_EXTRAIT DU DOCUMENT_
= = = =

JOURNALISTE : Monsieur le Secrétaire d’Etat, que signifie votre visite à Alexandrie, ville d'une importance particulière pour l'hellénisme ?
G. KOTSIRAS : A un moment critique pour la région du Moyen-Orient, je me rends à Alexandrie, ville symbole de l'hellénisme, afin d'assister aux célébrations marquant le 20e anniversaire de l'accession au trône patriarcal de Sa Béatitude le Pape et Patriarche Théodore II d'Alexandrie et de toute l'Afrique. Par ma présence ici, je souhaite exprimer le soutien inconditionnel de l'État grec au Patriarcat orthodoxe grec d'Alexandrie et à Sa Béatitude en personne pour ses nombreuses activités pastorales, éducatives et caritatives et pour sa précieuse contribution à la préservation de la tradition orthodoxe grecque en Afrique.
C'est un grand plaisir d'être avec des Grecs d'Égypte qui, malgré les défis de l'époque, gardent l'esprit grec intact, tout en constituant un pont durable de coopération avec notre ami l'Égypte.
JOURNALISTE : Que pensez-vous de la communauté grecque en Égypte ? Pensez-vous que sa présence peut être renforcée avec l'aide de l'État grec ?
G. Kotsiras : Connaitre la communauté grecque d'Égypte me fait éprouver une profonde émotion. Les communautés grecques d'Alexandrie et du Caire, avec leur longue histoire, restent engagées dans la préservation et la promotion de l'héritage culturel et spirituel grec. Ce fait est une source d'optimisme et, en même temps, il intensifie notre sens des responsabilités pour soutenir cette partie importante de l'hellénisme.
Le renforcement de l'élément grec dans le monde est, après tout, notre principale priorité. C'est avec cette vision, et une connaissance approfondie de la multiplicité des défis et des différents besoins d'une génération à l'autre et d'un pays à l'autre, que le ministère des Affaires étrangères a procédé à la création d'un Plan stratégique pour les Grecs de l'étranger pour la période 2024-2027. C'est la première fois qu'un plan complet et structuré pour les Grecs de la diaspora est créé avec des objectifs et des actions clairs. Les objectifs centraux du plan comprennent, entre autres, le maintien et le renforcement des liens avec les institutions ecclésiastiques de l'orthodoxie, le renforcement de la langue et de la culture grecques ainsi que des structures de la diaspora grecque, en mettant l'accent sur les besoins de la nouvelle génération.
Nous pensons que la mise en œuvre du plan, qui comprend des actions spécifiques pour la promotion des compétences en langue grecque et pour une meilleure connaissance de la culture grecque et de la Grèce moderne par les jeunes expatriés en particulier, aura un impact positif sur la communauté grecque en Égypte. Nous recherchons, dans cette direction, la plus grande coopération possible à la fois avec le patriarcat orthodoxe grec d'Alexandrie et avec les communautés grecques.

= = = =

_DONNÉES AFFICHÉES_
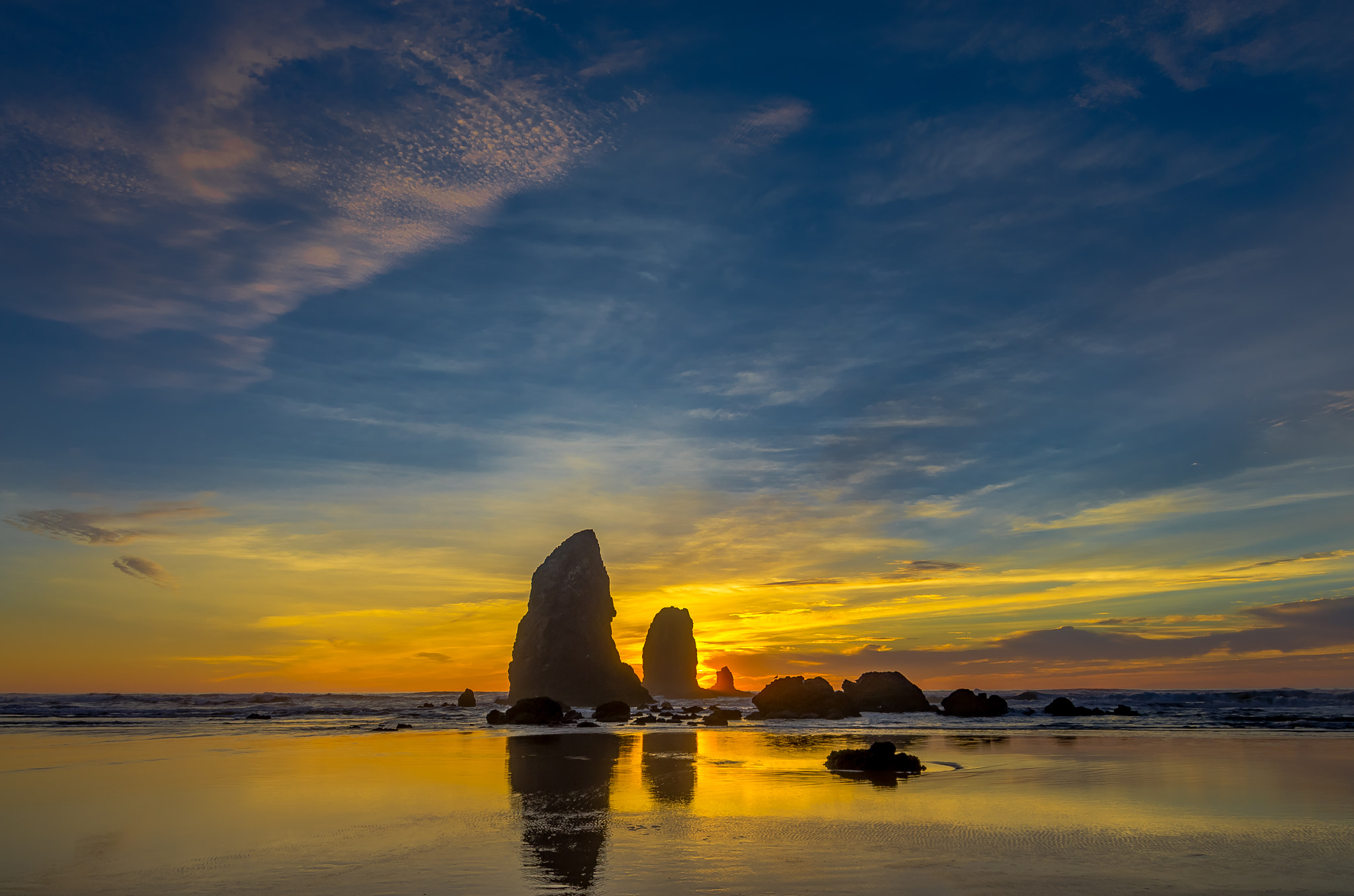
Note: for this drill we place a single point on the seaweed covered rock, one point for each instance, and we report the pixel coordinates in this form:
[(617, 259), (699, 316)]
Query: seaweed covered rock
[(886, 692), (535, 711), (797, 697), (614, 711), (881, 757), (966, 703), (563, 646), (1064, 707)]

= = = =

_TÂCHES À FAIRE_
a) Dans l'entretien sur la visite de G. Kotsiras à Alexandrie, quelle période couvre le Plan stratégique pour les Grecs de l'étranger ?
b) Reproduisez fidèlement le passage de l'entretien sur la visite de G. Kotsiras à Alexandrie, en commençant aux mots « G. KOTSIRAS : A » et en vous arrêtant après « grecque en Afrique. ».
c) Poursuivez l'entretien sur la visite de G. Kotsiras à Alexandrie à partir de sa dernière phrase.

_RÉPONSES PAR TÂCHE_
a) La période 2024-2027.

b)
G. KOTSIRAS : A un moment critique pour la région du Moyen-Orient, je me rends à Alexandrie, ville symbole de l'hellénisme, afin d'assister aux célébrations marquant le 20e anniversaire de l'accession au trône patriarcal de Sa Béatitude le Pape et Patriarche Théodore II d'Alexandrie et de toute l'Afrique. Par ma présence ici, je souhaite exprimer le soutien inconditionnel de l'État grec au Patriarcat orthodoxe grec d'Alexandrie et à Sa Béatitude en personne pour ses nombreuses activités pastorales, éducatives et caritatives et pour sa précieuse contribution à la préservation de la tradition orthodoxe grecque en Afrique.

c)
Parallèlement, l'État grec, par la présence active de notre ambassade et de nos consulats généraux au Caire et à Alexandrie, continue bien sûr de se tenir aux côtés de l'hellénisme égyptien. Il soutient les écoles grecques en Égypte et les études grecques, et encourage les initiatives qui renforcent l'hellénisme. Un exemple typique est la coopération entre l'Université de Patras et la Communauté Grecque d'Alexandrie pour la création d'une Université Hellénique d'Egypte - une initiative remarquable, résultat de l'impulsion donnée par le gouvernement grec à l'extraversion des universités grecques, qui contribuera à la promotion de la richesse historique et culturelle de l'hellénisme égyptien.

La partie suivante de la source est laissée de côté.